__DOCUMENT SECTION__
The ascent of woman

Though more active in organized religion than men are, women can still

The emergence of women as a professional force to be reckoned with will be on the short list of the stories of the 20th century, maybe even of the millennium.

Even a cursory historical look confirms the modern women's rights movement as nothing less than a transforming millennial event.

But surprisingly, women's ascent to leadership has been more dramatic in many secular fields than in religion. The organized church is an area where women actively participate at much greater rates than men do but can still find the path to authority and leadership firmly blocked.

Historical impositions on women have been justified as both scriptural and theological. One might expect that the consciousness of women's equality with men was a feature of the 16th-century Protestant Reformation - but it wasn't. A few enlightened and progressive European humanists challenged centuries-old patristic attitudes - the scholar Cornelius Agrippa wrote daringly in defense of women in 1529 in his "Nobility and Superiority of the Female Sex."

But Martin Luther and John Calvin, the principal founders of Protestantism, were unremitting in their perpetuation of the doctrine of "headship" of men over women. They claimed scriptural authority for it.

__DATASET CONTENT__
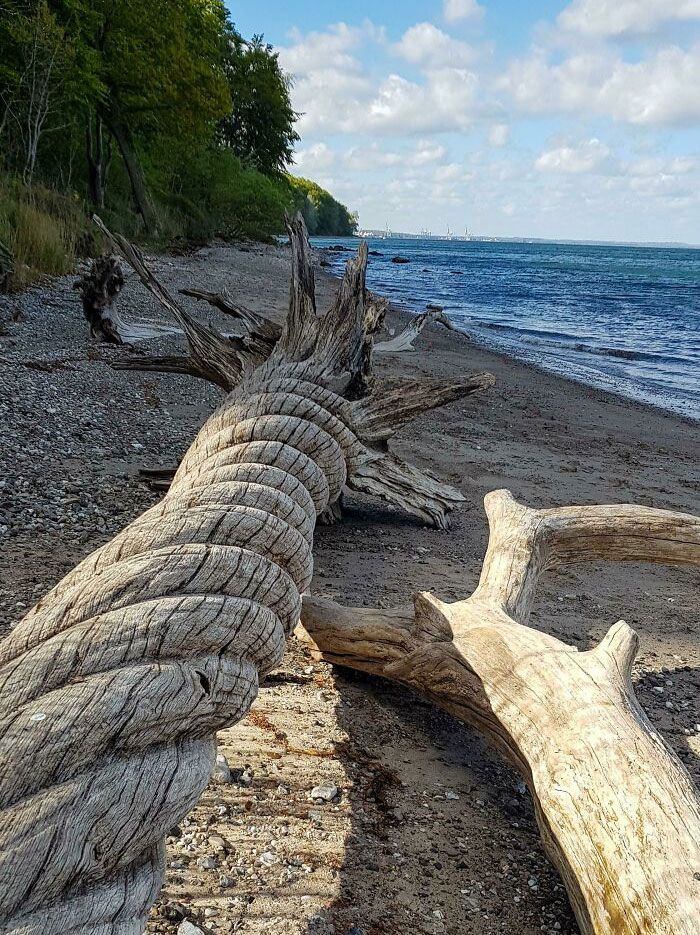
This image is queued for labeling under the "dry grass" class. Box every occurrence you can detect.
[0,180,85,291]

__EXERCISE BRIEF__
Please name the work in which, according to the piece on the ascent of woman, the scholar Cornelius Agrippa defended women in 1529.

__CORRECT ANSWER__
"Nobility and Superiority of the Female Sex."